## Problem to solve
Convert the lines from the one containing "Put a point on every instance of the metal hook;" up to and including the one containing "<point>430,299</point>" into a numbered list, omitting any blank lines.

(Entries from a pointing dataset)
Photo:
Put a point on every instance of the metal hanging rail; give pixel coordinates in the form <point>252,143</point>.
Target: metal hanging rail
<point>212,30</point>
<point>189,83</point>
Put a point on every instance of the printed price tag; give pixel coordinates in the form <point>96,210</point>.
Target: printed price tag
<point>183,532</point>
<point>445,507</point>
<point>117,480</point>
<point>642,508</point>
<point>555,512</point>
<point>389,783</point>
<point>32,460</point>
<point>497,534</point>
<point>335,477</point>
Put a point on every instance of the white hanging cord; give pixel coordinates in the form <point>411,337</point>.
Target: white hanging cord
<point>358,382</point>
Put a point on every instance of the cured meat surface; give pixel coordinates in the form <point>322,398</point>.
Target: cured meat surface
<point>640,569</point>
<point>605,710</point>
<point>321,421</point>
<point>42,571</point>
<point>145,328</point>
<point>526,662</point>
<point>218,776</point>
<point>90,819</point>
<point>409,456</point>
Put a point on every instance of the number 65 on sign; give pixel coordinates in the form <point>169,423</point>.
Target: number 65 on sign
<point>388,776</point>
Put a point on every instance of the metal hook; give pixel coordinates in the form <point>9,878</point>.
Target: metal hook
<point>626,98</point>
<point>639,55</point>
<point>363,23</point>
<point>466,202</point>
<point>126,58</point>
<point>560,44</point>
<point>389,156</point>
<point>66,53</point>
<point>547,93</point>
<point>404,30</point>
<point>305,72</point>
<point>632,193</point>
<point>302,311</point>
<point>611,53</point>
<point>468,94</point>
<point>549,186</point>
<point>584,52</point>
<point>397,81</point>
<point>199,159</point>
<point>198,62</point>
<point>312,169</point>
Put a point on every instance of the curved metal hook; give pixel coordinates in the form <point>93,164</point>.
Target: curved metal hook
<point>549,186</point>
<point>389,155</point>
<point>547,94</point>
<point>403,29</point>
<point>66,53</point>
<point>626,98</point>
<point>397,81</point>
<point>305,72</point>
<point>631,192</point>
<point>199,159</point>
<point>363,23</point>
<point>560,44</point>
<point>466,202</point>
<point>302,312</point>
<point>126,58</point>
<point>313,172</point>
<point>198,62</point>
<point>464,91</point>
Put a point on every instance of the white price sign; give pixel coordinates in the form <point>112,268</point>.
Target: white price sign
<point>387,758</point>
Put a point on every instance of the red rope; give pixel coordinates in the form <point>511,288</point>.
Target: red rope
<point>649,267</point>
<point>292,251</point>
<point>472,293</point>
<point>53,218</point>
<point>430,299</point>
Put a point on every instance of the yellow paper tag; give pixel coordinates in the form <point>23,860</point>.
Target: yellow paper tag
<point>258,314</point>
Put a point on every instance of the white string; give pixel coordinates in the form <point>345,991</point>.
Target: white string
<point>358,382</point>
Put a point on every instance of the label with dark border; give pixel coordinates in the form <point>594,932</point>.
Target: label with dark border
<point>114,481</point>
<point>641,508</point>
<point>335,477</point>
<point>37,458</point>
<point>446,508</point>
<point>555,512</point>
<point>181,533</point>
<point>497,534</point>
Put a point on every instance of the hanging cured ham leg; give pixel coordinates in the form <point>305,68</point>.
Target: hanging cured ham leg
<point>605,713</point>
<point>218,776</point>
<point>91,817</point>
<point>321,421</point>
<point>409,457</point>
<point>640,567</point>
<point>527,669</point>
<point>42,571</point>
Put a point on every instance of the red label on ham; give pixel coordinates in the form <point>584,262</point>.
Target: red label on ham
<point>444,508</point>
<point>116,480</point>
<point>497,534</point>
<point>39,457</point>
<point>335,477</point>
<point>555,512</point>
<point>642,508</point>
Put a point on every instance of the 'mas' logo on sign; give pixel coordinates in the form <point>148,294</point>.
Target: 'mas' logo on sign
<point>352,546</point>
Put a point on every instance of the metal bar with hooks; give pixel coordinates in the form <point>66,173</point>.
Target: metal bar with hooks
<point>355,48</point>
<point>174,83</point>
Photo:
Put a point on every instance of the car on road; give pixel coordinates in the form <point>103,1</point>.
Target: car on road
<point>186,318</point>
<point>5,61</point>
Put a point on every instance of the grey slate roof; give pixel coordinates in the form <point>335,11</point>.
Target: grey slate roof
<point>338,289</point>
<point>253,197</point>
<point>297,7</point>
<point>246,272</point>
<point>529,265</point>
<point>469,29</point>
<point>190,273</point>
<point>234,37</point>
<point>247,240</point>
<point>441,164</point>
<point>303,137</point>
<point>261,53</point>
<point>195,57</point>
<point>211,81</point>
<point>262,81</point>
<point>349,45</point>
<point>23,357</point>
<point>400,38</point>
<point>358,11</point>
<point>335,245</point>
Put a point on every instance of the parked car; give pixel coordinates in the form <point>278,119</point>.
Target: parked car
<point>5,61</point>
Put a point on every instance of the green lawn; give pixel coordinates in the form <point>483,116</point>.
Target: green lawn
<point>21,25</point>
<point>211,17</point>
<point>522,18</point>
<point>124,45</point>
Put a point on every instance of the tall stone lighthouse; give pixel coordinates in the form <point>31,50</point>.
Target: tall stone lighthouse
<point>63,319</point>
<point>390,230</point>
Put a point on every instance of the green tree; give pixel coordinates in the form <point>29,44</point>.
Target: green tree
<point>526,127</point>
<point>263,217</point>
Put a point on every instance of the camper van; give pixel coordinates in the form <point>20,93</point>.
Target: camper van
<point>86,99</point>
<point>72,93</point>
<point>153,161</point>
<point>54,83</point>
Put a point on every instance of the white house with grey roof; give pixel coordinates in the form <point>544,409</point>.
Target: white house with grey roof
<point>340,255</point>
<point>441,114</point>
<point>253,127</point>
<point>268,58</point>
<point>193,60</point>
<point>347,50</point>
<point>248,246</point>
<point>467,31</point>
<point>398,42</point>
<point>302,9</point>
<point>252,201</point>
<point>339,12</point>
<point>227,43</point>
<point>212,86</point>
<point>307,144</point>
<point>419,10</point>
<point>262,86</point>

## Finished exercise
1. Put a point on every instance of the metal hook; give pixel coordinates in the form <point>9,878</point>.
2. Target: metal hook
3. <point>626,98</point>
4. <point>639,55</point>
5. <point>363,23</point>
6. <point>466,202</point>
7. <point>126,58</point>
8. <point>560,44</point>
9. <point>389,156</point>
10. <point>66,53</point>
11. <point>547,93</point>
12. <point>404,30</point>
13. <point>305,72</point>
14. <point>632,193</point>
15. <point>302,311</point>
16. <point>611,53</point>
17. <point>468,94</point>
18. <point>549,186</point>
19. <point>584,52</point>
20. <point>397,81</point>
21. <point>199,159</point>
22. <point>198,62</point>
23. <point>312,169</point>
24. Put a point on every instance of the curved metal hook; give pixel coordinates in the form <point>93,164</point>.
25. Target: curved metal hook
26. <point>549,186</point>
27. <point>389,155</point>
28. <point>547,94</point>
29. <point>403,29</point>
30. <point>66,53</point>
31. <point>626,98</point>
32. <point>397,81</point>
33. <point>305,72</point>
34. <point>631,192</point>
35. <point>199,159</point>
36. <point>363,23</point>
37. <point>560,44</point>
38. <point>466,202</point>
39. <point>302,312</point>
40. <point>126,58</point>
41. <point>313,172</point>
42. <point>198,62</point>
43. <point>464,91</point>
44. Put a point on every instance of the white price sign; give pixel coordinates in the form <point>112,268</point>.
45. Target: white price sign
46. <point>387,758</point>
47. Put a point on every instance of the red rope; give pixel coordinates in the form <point>511,288</point>.
48. Target: red rope
49. <point>649,267</point>
50. <point>292,251</point>
51. <point>472,293</point>
52. <point>53,218</point>
53. <point>430,299</point>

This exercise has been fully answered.